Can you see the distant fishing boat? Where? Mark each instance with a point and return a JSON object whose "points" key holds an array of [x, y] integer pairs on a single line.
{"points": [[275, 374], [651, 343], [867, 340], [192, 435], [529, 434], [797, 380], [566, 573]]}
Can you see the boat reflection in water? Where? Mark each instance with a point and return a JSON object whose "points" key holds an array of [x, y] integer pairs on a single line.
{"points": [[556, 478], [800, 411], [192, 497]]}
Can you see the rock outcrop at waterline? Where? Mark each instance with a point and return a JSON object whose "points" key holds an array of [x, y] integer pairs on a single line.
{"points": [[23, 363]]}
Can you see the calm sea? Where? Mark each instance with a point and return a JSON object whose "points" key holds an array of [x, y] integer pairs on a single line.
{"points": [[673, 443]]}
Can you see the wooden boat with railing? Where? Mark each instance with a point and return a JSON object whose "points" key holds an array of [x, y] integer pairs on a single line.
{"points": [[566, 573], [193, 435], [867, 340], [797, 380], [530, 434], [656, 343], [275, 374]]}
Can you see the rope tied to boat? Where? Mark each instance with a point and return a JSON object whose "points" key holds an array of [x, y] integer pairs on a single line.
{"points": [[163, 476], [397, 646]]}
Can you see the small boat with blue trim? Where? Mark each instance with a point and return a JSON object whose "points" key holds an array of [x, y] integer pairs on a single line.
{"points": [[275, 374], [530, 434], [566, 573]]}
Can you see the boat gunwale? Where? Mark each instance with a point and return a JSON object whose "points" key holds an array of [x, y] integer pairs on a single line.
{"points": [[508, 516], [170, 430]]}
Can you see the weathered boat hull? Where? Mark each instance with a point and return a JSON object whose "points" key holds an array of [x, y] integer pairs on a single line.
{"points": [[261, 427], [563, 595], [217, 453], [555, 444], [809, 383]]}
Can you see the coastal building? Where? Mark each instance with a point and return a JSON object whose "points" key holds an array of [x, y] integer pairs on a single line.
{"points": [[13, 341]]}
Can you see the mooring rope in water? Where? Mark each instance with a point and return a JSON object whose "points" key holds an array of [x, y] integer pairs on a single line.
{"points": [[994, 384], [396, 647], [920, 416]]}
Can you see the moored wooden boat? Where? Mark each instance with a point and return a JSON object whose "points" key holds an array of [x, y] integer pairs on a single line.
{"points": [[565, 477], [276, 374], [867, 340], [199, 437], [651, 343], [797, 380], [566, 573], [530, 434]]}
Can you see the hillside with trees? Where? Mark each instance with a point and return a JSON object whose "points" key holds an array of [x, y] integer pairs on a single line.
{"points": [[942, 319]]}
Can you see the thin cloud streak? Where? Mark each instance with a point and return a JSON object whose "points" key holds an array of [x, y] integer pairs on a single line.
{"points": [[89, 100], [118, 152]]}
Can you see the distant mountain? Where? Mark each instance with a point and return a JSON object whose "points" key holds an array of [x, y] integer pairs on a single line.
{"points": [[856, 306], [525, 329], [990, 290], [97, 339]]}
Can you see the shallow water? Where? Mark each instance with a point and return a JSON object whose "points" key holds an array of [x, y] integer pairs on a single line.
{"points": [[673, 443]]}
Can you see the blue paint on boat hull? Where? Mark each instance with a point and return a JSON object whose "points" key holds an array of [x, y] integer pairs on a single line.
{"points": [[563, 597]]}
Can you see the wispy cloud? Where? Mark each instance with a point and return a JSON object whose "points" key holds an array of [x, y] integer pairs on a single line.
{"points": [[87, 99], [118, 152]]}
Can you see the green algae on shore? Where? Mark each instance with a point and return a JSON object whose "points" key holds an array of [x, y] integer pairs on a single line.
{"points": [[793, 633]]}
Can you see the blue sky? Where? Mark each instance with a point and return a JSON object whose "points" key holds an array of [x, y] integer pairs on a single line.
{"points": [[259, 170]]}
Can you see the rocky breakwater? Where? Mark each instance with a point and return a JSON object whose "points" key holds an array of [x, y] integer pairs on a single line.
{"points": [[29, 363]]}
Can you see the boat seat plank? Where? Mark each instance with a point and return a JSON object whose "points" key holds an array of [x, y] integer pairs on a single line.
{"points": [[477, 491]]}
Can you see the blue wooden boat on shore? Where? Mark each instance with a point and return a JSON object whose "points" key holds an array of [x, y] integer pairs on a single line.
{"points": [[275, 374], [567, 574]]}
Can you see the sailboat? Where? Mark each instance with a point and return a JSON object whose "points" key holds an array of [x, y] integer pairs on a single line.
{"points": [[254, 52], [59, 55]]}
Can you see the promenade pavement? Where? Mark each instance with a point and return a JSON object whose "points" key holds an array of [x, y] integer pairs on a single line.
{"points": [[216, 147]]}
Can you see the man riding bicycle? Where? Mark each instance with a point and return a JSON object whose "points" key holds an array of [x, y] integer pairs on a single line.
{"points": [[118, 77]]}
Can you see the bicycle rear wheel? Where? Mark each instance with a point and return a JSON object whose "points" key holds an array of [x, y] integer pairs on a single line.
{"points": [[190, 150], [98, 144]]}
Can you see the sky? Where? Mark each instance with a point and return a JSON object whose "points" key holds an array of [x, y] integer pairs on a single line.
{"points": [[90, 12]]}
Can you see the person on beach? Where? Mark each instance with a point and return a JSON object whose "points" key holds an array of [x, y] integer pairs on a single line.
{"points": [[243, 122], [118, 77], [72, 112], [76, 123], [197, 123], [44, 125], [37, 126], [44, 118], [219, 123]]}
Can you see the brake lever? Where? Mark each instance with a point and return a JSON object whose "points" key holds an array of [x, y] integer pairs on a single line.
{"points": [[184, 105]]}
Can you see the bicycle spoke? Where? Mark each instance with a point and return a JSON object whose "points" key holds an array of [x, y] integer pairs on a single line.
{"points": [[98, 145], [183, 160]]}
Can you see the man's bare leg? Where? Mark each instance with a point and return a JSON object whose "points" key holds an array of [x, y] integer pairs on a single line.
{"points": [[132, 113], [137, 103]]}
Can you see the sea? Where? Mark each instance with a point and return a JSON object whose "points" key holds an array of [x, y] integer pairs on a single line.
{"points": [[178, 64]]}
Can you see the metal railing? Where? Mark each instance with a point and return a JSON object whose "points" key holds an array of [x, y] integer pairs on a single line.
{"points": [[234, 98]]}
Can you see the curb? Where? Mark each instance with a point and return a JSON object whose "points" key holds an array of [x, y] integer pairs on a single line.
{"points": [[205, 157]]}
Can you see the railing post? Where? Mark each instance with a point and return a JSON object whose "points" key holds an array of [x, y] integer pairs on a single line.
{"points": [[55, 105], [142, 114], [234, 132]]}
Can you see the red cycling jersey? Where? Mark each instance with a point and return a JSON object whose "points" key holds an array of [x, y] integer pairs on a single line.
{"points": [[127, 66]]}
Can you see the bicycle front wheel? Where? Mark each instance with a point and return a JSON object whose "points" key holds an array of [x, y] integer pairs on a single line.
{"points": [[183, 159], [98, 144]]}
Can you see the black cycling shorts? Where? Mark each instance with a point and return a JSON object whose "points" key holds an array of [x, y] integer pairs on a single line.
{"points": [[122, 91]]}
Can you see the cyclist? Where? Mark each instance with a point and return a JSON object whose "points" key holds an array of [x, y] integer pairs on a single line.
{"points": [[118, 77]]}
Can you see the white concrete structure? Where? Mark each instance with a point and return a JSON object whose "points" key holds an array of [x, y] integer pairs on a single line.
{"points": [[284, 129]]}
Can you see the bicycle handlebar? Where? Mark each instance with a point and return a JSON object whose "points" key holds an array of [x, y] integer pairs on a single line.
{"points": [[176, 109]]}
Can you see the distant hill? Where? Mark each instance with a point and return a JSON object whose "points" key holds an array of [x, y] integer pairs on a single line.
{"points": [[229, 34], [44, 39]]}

## OBJECTIVE
Please quote nothing but the lines from the line with "Can you see the red" through the end of the data above, exactly as written, ends included.

## CORRECT RESPONSE
Can you see the red cycling jersey? Where? Mark each instance with a point and return a JSON object whose "points" key holds an array of [x, y] integer pairs on a single line.
{"points": [[127, 66]]}
Can you see the bicycle front wheel? Where? Mark each instance with a point and return a JSON object whose "points" key holds an array of [x, y] integer pairs on a single line.
{"points": [[183, 159], [98, 144]]}
Can you see the black cycling shorts? Where? Mark each instance with a point and return a JSON object whose "points" key holds an array of [x, y] integer pairs on a single line.
{"points": [[122, 91]]}
Can you see the cyclist? Where? Mark each instance with a point and return a JSON object whose "points" key holds an array of [x, y] integer pairs on a single line.
{"points": [[118, 77]]}
Can you see the white concrete structure? Where? Mark each instance with a point and return a JSON object whose "points" key holds an array of [x, y] integer pairs on a single line.
{"points": [[284, 129]]}
Can you see the bicycle handlebar? Where? Mark each instance with a point and return a JSON object whose "points" key holds an array of [x, y] integer pairs on a single line.
{"points": [[176, 109]]}
Can you see the distant hill? Where? Mark each instance with a point and return a JSON object whose "points" key holds an array of [x, y] integer pairs on a single line.
{"points": [[229, 34], [44, 39]]}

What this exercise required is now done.